§ TESTO DI PARTENZA:
· · · · · · ·
Il libro: È un libro d’amore per l’Africa, un viaggio attraverso i suoi miti, gli orrori del colonialismo, le persone che la popolano e che vivono l’amore per la loro terra anche nella miseria. Miseria che convive drammaticamente con la bellezza, la prima alimentata, la seconda oltraggiata o sfruttata dal colonialismo che su questa terra ha messo le sue mani rapaci.
Un contrasto che vive anche attraverso due personaggi emblematici: Felisberto, il servitore africano, e Dom Estefano, cadetto di una famiglia di padroni coloniali senza scrupoli che calpestano, insieme, la dignità fisica dei dominati e la loro antica spiritualità.

Una dominazione che però non fiacca l’animo di persone che continuano a cercare la loro felicità, della quale hanno, ovviamente, un concetto molto diverso da quello dei colonizzatori. Per questi essa stanel potere e nella ricchezza, che finiscono con l’essere solo avidità. Ben altra è la ricerca della felicità di personaggi come Peina che, con le sue gambe paralizzate, non smette di cercare di realizzare il desiderio di ballare, almeno per una volta, nell’oceano.
È una spiritualità che risulta incomprensibile per chi la guarda con la iattanza del predatore, ma che è ricca di una poesia che attraversare la gioia e il dolore. E per la quale Mankell prova nostalgia anche nel mentre si preannuncia uno sconvolgimento politico introdotto da truppe rivoluzionarie e che potrebbe migliorare le condizioni di vita dei tanti Felisberto che popolano la terra di ambientazione del romanzo.
· · · · · · ·
§ DATI GREZZI:

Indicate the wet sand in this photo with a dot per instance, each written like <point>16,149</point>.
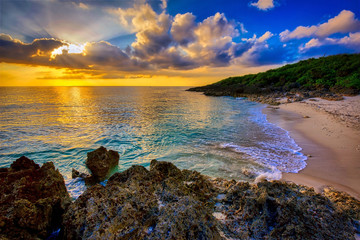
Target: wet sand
<point>328,132</point>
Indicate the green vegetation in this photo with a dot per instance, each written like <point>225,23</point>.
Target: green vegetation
<point>337,73</point>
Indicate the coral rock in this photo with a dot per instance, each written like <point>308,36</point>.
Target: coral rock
<point>32,200</point>
<point>101,162</point>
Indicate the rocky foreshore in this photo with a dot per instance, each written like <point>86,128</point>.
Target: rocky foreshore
<point>165,202</point>
<point>270,97</point>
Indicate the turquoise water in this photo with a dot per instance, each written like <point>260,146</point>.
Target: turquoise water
<point>218,136</point>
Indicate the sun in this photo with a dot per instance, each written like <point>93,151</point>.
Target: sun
<point>69,48</point>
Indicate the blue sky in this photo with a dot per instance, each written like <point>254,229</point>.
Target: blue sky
<point>122,41</point>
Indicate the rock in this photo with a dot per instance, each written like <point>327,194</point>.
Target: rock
<point>101,162</point>
<point>142,204</point>
<point>32,200</point>
<point>343,202</point>
<point>75,174</point>
<point>169,203</point>
<point>277,210</point>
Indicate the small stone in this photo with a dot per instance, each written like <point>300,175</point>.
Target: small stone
<point>101,162</point>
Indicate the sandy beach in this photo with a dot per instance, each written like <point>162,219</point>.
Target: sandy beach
<point>328,132</point>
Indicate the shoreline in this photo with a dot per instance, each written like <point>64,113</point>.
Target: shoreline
<point>331,143</point>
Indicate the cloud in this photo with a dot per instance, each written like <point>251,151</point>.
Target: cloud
<point>73,21</point>
<point>213,41</point>
<point>183,27</point>
<point>39,51</point>
<point>264,4</point>
<point>256,51</point>
<point>352,42</point>
<point>345,22</point>
<point>95,55</point>
<point>179,42</point>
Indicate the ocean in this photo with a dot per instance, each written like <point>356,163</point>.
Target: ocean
<point>218,136</point>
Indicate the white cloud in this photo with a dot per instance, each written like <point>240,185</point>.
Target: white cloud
<point>265,36</point>
<point>345,22</point>
<point>264,4</point>
<point>182,29</point>
<point>352,41</point>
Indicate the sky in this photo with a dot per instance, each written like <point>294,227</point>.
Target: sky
<point>166,42</point>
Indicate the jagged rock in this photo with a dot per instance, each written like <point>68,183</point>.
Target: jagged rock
<point>32,200</point>
<point>139,204</point>
<point>277,210</point>
<point>343,202</point>
<point>169,203</point>
<point>75,174</point>
<point>101,162</point>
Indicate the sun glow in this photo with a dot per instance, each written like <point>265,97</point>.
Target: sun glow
<point>70,48</point>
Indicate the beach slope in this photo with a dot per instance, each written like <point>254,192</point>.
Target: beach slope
<point>329,134</point>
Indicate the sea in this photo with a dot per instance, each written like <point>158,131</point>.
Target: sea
<point>218,136</point>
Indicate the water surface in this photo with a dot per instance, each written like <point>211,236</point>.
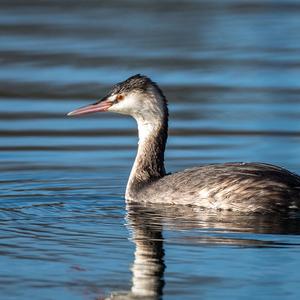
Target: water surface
<point>230,71</point>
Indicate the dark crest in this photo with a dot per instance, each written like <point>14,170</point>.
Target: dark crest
<point>137,82</point>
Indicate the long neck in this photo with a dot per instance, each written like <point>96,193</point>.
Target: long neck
<point>149,162</point>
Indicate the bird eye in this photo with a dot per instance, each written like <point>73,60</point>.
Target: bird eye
<point>120,97</point>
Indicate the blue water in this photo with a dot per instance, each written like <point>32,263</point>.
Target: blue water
<point>230,71</point>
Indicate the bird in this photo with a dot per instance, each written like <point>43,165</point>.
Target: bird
<point>235,186</point>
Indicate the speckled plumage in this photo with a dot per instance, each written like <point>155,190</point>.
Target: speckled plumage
<point>243,187</point>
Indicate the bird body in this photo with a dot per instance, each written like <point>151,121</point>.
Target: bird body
<point>242,187</point>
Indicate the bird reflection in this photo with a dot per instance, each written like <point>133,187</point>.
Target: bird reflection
<point>146,224</point>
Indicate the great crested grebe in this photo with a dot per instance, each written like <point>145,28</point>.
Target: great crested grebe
<point>243,187</point>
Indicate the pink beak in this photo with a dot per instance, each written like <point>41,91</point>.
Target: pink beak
<point>102,105</point>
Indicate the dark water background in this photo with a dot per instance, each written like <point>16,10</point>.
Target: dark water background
<point>231,73</point>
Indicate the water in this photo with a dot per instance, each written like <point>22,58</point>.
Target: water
<point>230,70</point>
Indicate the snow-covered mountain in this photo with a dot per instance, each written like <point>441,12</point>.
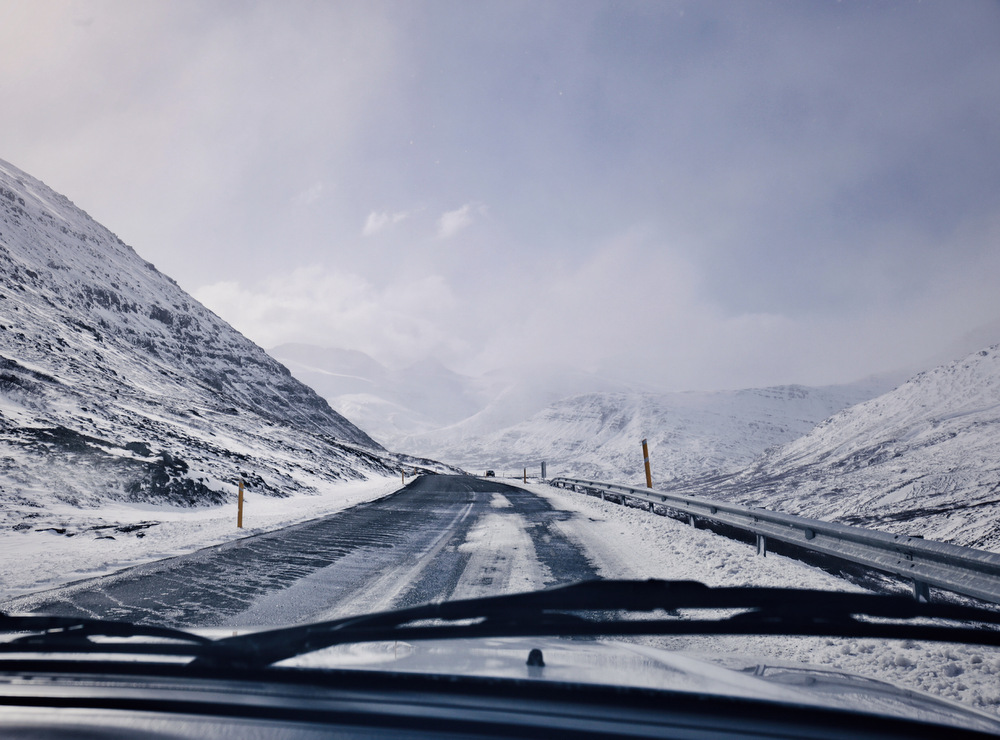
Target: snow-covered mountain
<point>598,435</point>
<point>922,459</point>
<point>114,383</point>
<point>426,406</point>
<point>579,423</point>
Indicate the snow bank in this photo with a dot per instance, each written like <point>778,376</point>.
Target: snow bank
<point>631,543</point>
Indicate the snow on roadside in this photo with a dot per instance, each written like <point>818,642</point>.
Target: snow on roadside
<point>624,542</point>
<point>67,544</point>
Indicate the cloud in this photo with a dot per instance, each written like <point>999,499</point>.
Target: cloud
<point>310,195</point>
<point>380,220</point>
<point>397,323</point>
<point>452,222</point>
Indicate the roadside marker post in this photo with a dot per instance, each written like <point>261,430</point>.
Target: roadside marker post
<point>239,508</point>
<point>645,459</point>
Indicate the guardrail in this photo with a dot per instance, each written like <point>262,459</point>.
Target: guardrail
<point>925,563</point>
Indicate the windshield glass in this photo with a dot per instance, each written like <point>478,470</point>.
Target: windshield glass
<point>311,310</point>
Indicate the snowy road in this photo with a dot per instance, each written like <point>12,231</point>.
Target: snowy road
<point>440,537</point>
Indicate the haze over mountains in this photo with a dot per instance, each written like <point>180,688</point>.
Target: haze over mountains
<point>921,458</point>
<point>579,423</point>
<point>115,384</point>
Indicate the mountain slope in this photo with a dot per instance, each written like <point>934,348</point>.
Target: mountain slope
<point>114,383</point>
<point>922,459</point>
<point>598,435</point>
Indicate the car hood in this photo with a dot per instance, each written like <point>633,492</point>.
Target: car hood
<point>640,666</point>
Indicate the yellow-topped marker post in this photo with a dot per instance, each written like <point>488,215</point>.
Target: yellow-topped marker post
<point>239,509</point>
<point>645,459</point>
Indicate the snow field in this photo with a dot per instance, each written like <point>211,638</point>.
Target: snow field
<point>624,542</point>
<point>93,544</point>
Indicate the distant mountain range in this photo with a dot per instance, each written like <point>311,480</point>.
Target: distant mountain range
<point>579,423</point>
<point>114,383</point>
<point>922,459</point>
<point>920,456</point>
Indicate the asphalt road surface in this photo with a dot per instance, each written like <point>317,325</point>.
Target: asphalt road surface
<point>438,538</point>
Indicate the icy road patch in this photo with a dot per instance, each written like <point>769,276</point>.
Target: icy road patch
<point>66,544</point>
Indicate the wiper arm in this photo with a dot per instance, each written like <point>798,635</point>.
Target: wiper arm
<point>554,611</point>
<point>53,634</point>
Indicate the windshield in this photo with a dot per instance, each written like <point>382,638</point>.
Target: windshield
<point>312,310</point>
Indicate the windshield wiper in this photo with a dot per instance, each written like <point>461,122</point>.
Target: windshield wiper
<point>595,608</point>
<point>53,634</point>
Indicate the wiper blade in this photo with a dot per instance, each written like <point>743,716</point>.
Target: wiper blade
<point>54,634</point>
<point>556,612</point>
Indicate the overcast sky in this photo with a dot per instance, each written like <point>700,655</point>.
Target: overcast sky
<point>697,194</point>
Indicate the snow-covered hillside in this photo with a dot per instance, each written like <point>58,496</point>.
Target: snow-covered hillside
<point>598,435</point>
<point>579,423</point>
<point>922,459</point>
<point>427,406</point>
<point>115,384</point>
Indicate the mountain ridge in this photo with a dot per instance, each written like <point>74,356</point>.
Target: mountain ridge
<point>116,384</point>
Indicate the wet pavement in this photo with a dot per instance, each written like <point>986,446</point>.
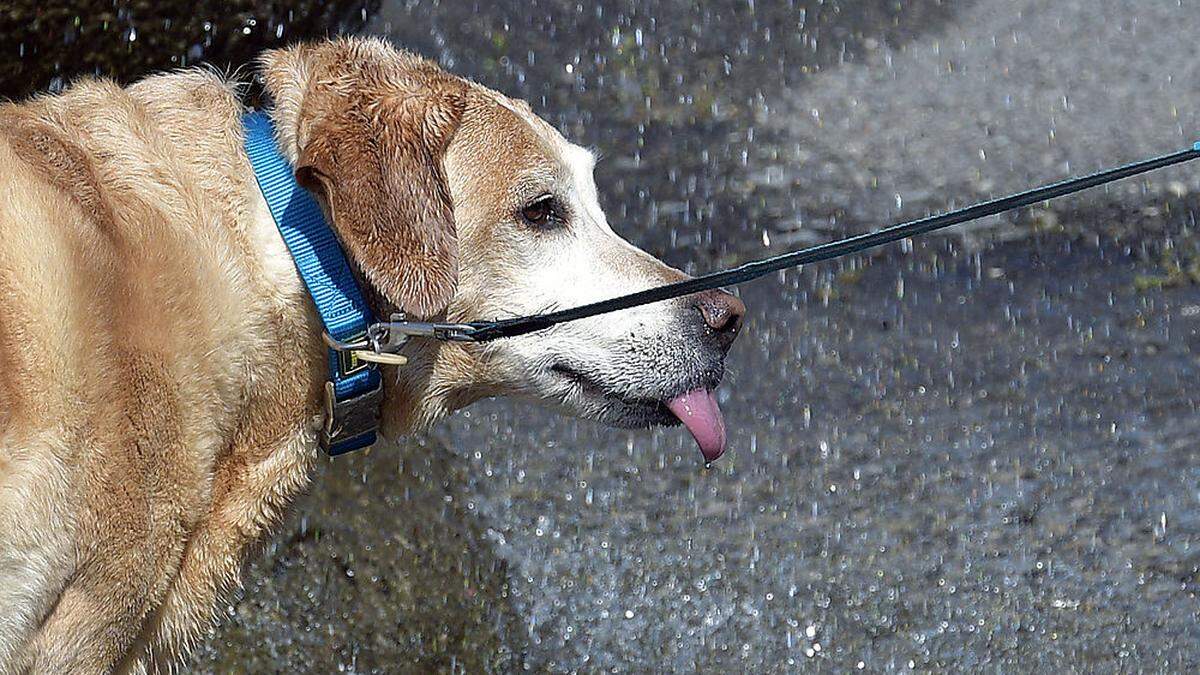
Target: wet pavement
<point>976,452</point>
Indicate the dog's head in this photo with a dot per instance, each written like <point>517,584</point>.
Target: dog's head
<point>456,201</point>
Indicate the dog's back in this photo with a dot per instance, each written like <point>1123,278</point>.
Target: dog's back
<point>139,323</point>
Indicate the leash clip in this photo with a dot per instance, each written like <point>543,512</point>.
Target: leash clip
<point>375,347</point>
<point>401,328</point>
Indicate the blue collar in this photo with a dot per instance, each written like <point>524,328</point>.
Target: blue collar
<point>353,392</point>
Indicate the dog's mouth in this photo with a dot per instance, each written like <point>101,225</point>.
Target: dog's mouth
<point>694,406</point>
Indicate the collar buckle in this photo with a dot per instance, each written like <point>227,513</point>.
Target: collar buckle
<point>351,423</point>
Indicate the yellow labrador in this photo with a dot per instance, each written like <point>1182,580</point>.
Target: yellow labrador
<point>161,365</point>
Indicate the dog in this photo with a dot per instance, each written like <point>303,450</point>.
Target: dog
<point>161,362</point>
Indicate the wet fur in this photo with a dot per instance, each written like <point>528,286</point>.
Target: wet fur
<point>160,362</point>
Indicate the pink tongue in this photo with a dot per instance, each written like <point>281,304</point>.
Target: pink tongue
<point>701,414</point>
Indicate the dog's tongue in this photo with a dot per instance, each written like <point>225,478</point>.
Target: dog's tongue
<point>701,414</point>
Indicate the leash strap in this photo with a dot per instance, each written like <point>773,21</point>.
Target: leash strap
<point>487,330</point>
<point>353,392</point>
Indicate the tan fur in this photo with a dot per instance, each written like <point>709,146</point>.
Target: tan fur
<point>160,363</point>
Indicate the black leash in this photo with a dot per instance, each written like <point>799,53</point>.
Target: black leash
<point>487,330</point>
· · · · · · ·
§ COSA FARE:
a) Riporta dal testo di partenza il tratto che comincia con "Un contrasto che" e prosegue fino a "loro antica spiritualità.".
b) Nel testo di partenza, quale desiderio cerca di realizzare Peina?

§ RISPOSTE:
a)
Un contrasto che vive anche attraverso due personaggi emblematici: Felisberto, il servitore africano, e Dom Estefano, cadetto di una famiglia di padroni coloniali senza scrupoli che calpestano, insieme, la dignità fisica dei dominati e la loro antica spiritualità.

b) Ballare, almeno per una volta, nell'oceano.